§ WHAT YOU WILL DO
Working line by line, output the entries below exactly as they appear.

Saved entries
+ + + +

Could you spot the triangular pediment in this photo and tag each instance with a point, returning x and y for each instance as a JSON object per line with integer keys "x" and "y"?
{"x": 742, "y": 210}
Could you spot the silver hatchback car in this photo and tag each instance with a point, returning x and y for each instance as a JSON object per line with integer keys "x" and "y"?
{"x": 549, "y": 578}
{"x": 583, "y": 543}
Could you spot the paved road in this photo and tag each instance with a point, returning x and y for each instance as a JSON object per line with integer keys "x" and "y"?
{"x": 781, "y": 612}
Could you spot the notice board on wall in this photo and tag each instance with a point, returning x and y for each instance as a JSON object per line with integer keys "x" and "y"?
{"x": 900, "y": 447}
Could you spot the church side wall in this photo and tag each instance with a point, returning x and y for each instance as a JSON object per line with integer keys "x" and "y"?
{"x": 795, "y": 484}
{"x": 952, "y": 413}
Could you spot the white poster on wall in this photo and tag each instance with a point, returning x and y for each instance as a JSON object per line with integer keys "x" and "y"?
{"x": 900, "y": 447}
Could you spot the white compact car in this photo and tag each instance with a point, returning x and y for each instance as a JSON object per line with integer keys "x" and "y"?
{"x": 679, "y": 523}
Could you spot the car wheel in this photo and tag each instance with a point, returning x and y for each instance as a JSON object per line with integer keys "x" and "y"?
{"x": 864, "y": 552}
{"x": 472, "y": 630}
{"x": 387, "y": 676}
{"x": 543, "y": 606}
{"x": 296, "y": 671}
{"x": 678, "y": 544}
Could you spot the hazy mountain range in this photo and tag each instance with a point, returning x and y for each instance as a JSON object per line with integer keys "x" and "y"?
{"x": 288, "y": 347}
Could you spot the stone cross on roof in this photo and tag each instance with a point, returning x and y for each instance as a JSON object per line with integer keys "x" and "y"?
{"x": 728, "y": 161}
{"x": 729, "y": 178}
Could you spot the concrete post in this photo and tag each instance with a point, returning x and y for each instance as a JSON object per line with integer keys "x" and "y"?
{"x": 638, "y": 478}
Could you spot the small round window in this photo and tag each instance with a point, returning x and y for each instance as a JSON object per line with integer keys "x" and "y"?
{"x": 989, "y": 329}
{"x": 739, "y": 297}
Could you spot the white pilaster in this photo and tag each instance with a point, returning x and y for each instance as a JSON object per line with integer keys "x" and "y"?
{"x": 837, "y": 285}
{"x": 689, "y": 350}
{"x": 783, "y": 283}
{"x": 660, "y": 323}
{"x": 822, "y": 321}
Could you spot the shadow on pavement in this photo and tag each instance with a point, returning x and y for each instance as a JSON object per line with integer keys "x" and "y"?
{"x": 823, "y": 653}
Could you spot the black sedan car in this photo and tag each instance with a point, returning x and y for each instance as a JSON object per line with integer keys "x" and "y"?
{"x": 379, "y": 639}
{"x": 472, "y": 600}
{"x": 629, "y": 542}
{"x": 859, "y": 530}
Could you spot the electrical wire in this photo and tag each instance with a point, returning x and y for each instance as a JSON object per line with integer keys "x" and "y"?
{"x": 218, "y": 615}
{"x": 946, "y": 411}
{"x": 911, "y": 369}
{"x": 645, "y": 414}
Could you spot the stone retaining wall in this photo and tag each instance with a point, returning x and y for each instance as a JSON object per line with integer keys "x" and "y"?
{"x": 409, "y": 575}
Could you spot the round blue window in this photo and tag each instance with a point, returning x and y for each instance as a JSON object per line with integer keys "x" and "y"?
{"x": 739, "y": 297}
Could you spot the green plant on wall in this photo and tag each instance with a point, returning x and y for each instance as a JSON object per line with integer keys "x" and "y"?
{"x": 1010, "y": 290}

+ + + +

§ EXERCISE OUTPUT
Could you spot the triangular pediment in this photo and tag each instance with a point, returning x and y for each instance as a JSON object per line with integer keys "x" and "y"?
{"x": 742, "y": 210}
Could you spot the silver hatchback car in this photo and tag each instance with a point, returning x and y for each instance as a JSON object per line with integer keys "x" and "y"?
{"x": 549, "y": 578}
{"x": 583, "y": 543}
Could you spot the paved road in this photo and tag each instance with a point, returning x and y for each instance as a JSON object per line with integer keys "x" and "y"?
{"x": 781, "y": 612}
Could you spot the notice board on wall in this photo and tag each instance with a point, returning x and y for each instance as a JSON object per line with integer keys "x" and "y"?
{"x": 900, "y": 447}
Could you spot the church side wall in this photo and tag each instance with a point, returning x and y for each instance as a JSON object per line with integer keys "x" and "y"?
{"x": 795, "y": 484}
{"x": 952, "y": 413}
Could you spot the white poster on wall in this photo and tag each instance with a point, returning x and y for each instance as a JSON object per line with integer keys "x" and "y"?
{"x": 900, "y": 447}
Could you spot the white compact car in this photo and tag each instance with a point, returning x and y for each instance as a JSON object per line with integer keys "x" and "y"?
{"x": 679, "y": 523}
Could you spot the car wheel in this photo and tag each instance with a point, returning x and y for each instance as a JSON object per line with integer keys "x" and "y"?
{"x": 864, "y": 552}
{"x": 472, "y": 630}
{"x": 387, "y": 676}
{"x": 543, "y": 606}
{"x": 296, "y": 671}
{"x": 678, "y": 544}
Could you spot the hazy mountain range in this photo and tag each instance with a point, returning x and y for each instance as a JSON object per line with integer keys "x" and "y"?
{"x": 288, "y": 347}
Could you spot the stone cross on roof in this photo and tag each instance with a point, returning x and y for each instance as a JSON object per line with integer keys "x" and "y"?
{"x": 728, "y": 161}
{"x": 729, "y": 178}
Could you spot the concrete post in this photo and tag each instance with a point, returning x and y for each instance as a JSON object per line with integer keys "x" and "y"?
{"x": 638, "y": 478}
Could you spot the small round window in this photo and tag each instance with a point, returning x and y for each instance as a JSON object per line with integer keys "x" and "y"?
{"x": 989, "y": 329}
{"x": 739, "y": 297}
Could you spot the white pilaster in this photo and tag each instance with a point, returning x and y for each instance as a JSON object per line with integer keys "x" and "y"?
{"x": 837, "y": 285}
{"x": 689, "y": 350}
{"x": 783, "y": 283}
{"x": 660, "y": 323}
{"x": 822, "y": 321}
Could you spot the shadow on pavement in this photo and tag each instance with a point, returning x and y for each instance as a JSON object per line with integer keys "x" and "y"?
{"x": 823, "y": 653}
Could you spot the black sedan car in this photo and tag each instance with a point, returning x and y for each instance as a JSON object per line with integer keys "x" and "y"?
{"x": 379, "y": 639}
{"x": 472, "y": 600}
{"x": 629, "y": 542}
{"x": 859, "y": 530}
Could you spot the electrical wire in this photo and tag each instance with a point, returning x and y for each instance as a JSON object per line with integer keys "x" and "y"?
{"x": 218, "y": 615}
{"x": 946, "y": 411}
{"x": 911, "y": 369}
{"x": 645, "y": 414}
Could you spot the stone retaining wall in this photo and tag each instance with a point, returning x and y for each instance as a JSON object per line with integer keys "x" and "y"?
{"x": 409, "y": 575}
Could you spot the round blue window in this photo and tag each instance with a point, returning x and y for each instance as a JSON object per line with integer keys "x" and "y"?
{"x": 739, "y": 297}
Could you spot the green plant on wall in this photo and tag each instance with a point, returning x and y for each instance as a JSON object per line with integer keys "x" and "y"?
{"x": 1010, "y": 290}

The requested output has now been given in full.